YOUR TASK: The line containing "column 234, row 115" marks the start, and the last line of the records below marks the end. Print that run exactly and nothing else.

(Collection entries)
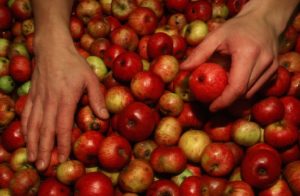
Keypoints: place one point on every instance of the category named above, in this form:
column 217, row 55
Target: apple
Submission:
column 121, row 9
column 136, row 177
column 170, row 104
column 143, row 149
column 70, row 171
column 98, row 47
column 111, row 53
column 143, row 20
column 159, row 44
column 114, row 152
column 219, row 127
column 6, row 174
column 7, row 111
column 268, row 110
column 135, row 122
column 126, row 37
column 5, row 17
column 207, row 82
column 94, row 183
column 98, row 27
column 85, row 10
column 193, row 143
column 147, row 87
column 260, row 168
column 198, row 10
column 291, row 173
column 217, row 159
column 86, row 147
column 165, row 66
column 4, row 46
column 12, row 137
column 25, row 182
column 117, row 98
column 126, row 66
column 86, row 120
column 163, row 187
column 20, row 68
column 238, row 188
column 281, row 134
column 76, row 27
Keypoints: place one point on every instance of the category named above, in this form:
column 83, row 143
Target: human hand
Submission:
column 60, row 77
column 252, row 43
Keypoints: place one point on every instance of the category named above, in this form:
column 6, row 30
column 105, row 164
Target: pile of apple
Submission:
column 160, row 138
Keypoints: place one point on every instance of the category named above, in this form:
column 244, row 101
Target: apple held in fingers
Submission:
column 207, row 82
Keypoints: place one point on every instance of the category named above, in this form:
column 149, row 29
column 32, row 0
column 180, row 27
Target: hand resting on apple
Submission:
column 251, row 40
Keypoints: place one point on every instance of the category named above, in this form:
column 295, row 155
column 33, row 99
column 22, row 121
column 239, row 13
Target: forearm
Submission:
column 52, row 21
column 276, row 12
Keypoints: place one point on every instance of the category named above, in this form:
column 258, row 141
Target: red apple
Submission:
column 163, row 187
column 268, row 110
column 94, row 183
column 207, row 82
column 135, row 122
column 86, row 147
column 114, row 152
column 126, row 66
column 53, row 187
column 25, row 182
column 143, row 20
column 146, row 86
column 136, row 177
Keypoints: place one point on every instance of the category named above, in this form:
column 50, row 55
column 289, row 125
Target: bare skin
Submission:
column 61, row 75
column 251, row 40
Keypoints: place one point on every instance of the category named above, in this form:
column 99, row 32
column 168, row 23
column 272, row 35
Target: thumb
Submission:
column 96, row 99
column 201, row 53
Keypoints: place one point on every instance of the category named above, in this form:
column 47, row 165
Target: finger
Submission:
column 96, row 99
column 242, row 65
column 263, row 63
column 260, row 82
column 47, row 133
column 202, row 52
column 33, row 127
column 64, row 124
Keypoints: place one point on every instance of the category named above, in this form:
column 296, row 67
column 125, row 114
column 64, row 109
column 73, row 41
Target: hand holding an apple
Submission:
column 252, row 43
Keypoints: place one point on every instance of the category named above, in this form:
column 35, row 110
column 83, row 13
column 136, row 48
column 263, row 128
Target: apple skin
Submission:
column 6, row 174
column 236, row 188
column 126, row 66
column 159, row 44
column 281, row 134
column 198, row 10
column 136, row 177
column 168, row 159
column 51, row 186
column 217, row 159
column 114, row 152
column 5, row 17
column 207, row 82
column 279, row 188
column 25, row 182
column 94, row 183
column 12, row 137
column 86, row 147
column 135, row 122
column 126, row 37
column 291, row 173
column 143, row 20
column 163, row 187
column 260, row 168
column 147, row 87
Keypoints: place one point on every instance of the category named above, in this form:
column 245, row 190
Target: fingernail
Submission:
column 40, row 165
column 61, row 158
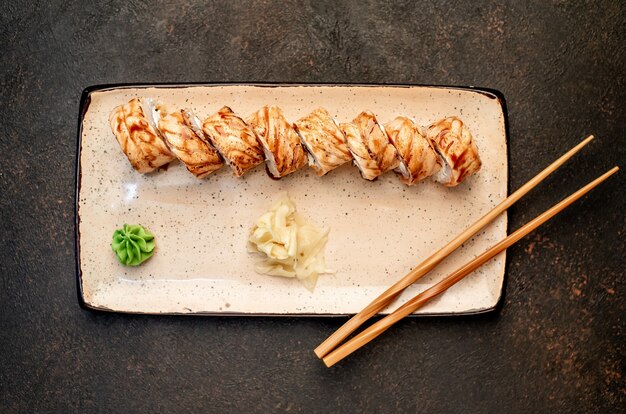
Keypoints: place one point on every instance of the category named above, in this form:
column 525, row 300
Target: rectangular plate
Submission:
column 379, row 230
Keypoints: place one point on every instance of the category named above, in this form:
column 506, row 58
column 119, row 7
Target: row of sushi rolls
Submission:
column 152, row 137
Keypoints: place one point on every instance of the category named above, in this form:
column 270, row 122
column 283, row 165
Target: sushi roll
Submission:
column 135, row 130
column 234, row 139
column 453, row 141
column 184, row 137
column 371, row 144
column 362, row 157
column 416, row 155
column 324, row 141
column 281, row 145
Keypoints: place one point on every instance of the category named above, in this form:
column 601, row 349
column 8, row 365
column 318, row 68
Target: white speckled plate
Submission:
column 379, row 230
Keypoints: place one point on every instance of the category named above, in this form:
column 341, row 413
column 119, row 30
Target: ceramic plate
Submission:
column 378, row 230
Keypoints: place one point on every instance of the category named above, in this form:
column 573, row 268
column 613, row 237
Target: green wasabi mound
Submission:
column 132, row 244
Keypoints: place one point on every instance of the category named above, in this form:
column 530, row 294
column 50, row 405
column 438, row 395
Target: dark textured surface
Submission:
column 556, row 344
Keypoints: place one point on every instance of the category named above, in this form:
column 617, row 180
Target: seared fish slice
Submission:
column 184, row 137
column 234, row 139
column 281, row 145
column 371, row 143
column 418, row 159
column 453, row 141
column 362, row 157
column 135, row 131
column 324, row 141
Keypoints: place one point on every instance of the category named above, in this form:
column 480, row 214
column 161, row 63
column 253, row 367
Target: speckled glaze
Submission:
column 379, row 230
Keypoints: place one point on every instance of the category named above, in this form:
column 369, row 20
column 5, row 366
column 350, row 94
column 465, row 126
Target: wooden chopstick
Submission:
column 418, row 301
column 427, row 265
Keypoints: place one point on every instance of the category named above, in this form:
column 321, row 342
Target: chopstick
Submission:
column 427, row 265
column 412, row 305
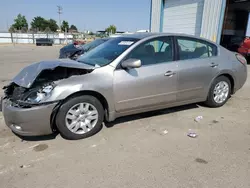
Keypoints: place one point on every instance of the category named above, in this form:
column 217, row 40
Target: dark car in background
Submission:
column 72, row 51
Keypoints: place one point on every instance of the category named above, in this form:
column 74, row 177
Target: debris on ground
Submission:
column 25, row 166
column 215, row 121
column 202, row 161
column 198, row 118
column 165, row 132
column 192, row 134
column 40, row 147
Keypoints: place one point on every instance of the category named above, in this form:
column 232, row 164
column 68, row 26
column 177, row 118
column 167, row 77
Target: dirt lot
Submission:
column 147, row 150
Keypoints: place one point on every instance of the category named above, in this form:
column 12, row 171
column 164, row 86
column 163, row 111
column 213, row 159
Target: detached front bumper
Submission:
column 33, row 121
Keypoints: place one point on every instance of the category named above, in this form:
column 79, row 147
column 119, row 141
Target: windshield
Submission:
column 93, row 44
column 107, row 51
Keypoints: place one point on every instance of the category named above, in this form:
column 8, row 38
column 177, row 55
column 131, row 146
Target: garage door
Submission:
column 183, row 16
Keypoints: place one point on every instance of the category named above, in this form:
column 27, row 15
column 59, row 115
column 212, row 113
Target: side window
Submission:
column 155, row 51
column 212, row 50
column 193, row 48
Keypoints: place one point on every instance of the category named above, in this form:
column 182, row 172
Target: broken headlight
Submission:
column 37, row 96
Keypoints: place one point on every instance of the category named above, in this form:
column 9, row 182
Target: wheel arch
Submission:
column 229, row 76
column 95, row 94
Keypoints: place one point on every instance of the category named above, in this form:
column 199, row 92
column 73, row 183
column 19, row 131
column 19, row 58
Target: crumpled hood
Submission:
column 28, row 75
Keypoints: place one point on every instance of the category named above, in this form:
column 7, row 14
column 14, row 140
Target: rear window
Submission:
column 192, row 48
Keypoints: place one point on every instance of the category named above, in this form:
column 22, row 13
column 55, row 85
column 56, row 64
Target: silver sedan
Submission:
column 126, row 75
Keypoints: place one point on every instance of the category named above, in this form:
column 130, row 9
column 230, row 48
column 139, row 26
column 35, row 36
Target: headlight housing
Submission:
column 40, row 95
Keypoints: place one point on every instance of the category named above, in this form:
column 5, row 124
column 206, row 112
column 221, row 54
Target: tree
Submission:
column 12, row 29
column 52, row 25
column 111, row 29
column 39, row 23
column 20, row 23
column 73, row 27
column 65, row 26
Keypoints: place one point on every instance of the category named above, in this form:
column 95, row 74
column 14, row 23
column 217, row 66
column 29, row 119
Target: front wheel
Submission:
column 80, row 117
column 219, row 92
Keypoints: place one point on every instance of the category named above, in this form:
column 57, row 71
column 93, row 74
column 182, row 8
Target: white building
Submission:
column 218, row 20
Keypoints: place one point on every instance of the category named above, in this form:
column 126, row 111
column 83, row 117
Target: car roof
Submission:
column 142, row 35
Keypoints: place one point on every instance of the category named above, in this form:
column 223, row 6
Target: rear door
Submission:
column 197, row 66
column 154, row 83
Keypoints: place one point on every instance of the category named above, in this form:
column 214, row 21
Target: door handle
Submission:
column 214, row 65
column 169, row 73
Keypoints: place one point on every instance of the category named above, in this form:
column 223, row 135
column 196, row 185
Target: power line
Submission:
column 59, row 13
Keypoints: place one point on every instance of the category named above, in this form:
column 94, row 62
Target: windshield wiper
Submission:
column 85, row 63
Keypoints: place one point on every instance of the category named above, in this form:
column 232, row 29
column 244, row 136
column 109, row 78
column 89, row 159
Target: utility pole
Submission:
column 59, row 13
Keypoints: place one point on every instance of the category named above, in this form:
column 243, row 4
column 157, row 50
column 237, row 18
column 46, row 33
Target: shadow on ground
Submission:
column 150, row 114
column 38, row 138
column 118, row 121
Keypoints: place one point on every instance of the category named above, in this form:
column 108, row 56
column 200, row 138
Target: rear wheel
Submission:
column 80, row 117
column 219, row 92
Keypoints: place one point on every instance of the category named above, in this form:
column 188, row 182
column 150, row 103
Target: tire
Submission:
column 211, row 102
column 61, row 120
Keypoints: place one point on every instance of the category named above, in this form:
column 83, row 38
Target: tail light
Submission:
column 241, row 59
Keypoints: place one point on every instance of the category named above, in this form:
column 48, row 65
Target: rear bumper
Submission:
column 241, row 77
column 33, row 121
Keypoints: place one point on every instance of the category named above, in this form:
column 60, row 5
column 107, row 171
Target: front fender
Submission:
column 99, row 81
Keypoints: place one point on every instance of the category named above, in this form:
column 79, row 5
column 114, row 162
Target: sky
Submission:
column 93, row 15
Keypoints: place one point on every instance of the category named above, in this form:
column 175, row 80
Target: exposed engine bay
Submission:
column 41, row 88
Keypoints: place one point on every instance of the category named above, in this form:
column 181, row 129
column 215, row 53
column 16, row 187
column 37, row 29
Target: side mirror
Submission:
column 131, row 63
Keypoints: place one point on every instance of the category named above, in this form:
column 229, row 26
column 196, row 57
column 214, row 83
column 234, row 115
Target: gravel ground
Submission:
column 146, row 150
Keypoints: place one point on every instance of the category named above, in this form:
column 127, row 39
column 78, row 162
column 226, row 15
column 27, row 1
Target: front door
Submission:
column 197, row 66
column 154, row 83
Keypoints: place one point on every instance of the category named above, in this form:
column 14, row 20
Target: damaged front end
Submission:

THE ANSWER:
column 234, row 115
Target: gravel ground
Submission:
column 146, row 150
Keypoints: place one point on every instance of the category named above, in this form:
column 127, row 39
column 78, row 162
column 226, row 15
column 27, row 1
Target: front door
Submission:
column 197, row 66
column 154, row 83
Keypoints: place one point on every instance of the category named above, in this form:
column 14, row 20
Target: damaged front end
Submission:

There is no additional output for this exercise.